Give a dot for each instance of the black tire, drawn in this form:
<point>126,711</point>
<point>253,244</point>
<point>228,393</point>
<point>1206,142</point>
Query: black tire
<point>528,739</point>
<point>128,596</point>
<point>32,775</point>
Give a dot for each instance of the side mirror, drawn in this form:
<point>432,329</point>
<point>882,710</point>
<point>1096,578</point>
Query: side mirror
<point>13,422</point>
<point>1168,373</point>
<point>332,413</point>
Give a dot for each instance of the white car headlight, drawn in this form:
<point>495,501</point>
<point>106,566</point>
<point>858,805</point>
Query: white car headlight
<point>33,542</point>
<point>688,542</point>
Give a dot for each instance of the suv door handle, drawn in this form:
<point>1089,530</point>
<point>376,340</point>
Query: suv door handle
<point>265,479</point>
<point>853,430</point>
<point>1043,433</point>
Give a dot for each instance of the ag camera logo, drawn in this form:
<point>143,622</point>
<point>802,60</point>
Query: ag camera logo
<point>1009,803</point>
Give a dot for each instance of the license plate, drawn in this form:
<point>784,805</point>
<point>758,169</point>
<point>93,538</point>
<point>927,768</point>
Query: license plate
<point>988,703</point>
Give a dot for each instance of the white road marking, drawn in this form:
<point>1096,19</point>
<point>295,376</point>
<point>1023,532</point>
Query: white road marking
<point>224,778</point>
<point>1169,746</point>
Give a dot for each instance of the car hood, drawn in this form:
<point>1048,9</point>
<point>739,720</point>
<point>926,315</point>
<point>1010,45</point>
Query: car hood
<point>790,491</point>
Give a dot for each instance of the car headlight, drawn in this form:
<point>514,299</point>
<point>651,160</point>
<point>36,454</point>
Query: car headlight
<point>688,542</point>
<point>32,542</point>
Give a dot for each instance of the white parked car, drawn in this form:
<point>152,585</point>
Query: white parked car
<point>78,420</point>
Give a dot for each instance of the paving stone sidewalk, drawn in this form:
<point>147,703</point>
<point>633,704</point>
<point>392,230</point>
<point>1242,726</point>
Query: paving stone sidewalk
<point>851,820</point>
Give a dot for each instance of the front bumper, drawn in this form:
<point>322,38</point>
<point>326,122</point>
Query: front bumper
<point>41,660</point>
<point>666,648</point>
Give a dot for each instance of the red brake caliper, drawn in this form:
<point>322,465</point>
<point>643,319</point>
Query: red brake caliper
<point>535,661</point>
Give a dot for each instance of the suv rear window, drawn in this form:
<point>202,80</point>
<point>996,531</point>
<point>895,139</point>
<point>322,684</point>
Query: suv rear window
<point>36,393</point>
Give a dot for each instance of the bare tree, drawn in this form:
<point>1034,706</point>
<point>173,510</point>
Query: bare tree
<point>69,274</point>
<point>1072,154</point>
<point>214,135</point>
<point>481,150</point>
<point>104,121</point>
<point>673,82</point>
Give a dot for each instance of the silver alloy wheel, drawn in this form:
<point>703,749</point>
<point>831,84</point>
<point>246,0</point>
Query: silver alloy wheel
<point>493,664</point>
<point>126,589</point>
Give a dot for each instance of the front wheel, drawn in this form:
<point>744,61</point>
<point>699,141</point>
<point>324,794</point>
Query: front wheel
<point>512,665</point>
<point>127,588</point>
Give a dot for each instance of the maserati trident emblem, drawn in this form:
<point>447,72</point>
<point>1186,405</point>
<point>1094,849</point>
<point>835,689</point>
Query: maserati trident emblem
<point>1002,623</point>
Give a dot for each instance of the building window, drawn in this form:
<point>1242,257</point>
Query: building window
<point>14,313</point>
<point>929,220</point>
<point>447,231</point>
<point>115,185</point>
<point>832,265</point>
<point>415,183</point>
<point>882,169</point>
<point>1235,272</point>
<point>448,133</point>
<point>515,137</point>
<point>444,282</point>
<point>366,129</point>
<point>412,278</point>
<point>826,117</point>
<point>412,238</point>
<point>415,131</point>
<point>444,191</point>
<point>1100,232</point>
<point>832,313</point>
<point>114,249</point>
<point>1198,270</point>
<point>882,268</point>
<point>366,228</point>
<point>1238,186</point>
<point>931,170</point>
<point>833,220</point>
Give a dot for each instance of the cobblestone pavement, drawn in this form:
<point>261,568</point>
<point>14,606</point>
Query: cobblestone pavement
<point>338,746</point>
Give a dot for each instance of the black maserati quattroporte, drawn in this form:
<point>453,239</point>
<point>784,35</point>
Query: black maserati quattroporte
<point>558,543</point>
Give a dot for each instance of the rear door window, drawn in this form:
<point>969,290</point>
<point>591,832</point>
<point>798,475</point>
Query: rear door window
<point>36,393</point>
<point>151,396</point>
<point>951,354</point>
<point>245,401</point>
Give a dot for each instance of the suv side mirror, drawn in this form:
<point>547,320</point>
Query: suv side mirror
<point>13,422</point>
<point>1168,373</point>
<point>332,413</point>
....................
Send back an exact copy of only the lines from the line with "Query: ag camera logo" up to and including the line with "<point>152,585</point>" in the data above.

RESULT OF THE EXERCISE:
Query: ag camera logo
<point>1009,803</point>
Give a dot for each instance of the license plate, drawn in this form:
<point>784,805</point>
<point>758,169</point>
<point>93,538</point>
<point>927,768</point>
Query: license plate
<point>988,703</point>
Give a dot for each instance of the white road marking, drawn in this form:
<point>1096,19</point>
<point>295,376</point>
<point>1023,532</point>
Query: white road marking
<point>224,778</point>
<point>1169,746</point>
Give a dot for each instance of the car hood, drawn in this form:
<point>1048,9</point>
<point>739,720</point>
<point>926,315</point>
<point>1010,45</point>
Query: car hood
<point>790,491</point>
Give a dot for each instance of the car headlight, drawn in this form:
<point>514,299</point>
<point>651,160</point>
<point>36,454</point>
Query: car headlight
<point>688,542</point>
<point>32,542</point>
Give a dot for each instance of the white parked car, drawn in this form:
<point>152,585</point>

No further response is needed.